__Data listing__

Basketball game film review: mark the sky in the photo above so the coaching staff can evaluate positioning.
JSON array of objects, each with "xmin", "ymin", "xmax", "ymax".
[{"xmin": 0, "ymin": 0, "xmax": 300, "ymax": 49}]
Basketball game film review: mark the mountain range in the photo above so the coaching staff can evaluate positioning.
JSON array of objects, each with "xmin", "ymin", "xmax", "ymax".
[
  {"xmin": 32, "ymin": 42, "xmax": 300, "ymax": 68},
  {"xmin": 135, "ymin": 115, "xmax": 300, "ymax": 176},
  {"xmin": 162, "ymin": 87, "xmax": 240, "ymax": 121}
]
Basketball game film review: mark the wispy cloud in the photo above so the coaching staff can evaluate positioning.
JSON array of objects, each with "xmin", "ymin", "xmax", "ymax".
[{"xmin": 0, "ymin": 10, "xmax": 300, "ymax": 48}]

__What is needed__
Reproduce the entries above, substituting "video analysts" for "coaching staff" everywhere it occurs and leaving all other text unchanged.

__Reply to the task__
Basketball game film review: mark the sky in the photo above so the video analysts can evaluate positioning.
JSON array of objects, each with "xmin", "ymin", "xmax", "ymax".
[{"xmin": 0, "ymin": 0, "xmax": 300, "ymax": 49}]
Basketball game film review: mark the mountain range in the photo above so the video analysts can evaluate positioning.
JSON array of objects, each with "xmin", "ymin", "xmax", "ymax".
[
  {"xmin": 32, "ymin": 42, "xmax": 300, "ymax": 68},
  {"xmin": 135, "ymin": 115, "xmax": 300, "ymax": 176},
  {"xmin": 162, "ymin": 87, "xmax": 240, "ymax": 121}
]
Basketball game film review: mark the wispy cloud in the photo above so the video analysts can evaluate positioning.
JSON array of objects, each with "xmin", "ymin", "xmax", "ymax".
[{"xmin": 0, "ymin": 10, "xmax": 300, "ymax": 48}]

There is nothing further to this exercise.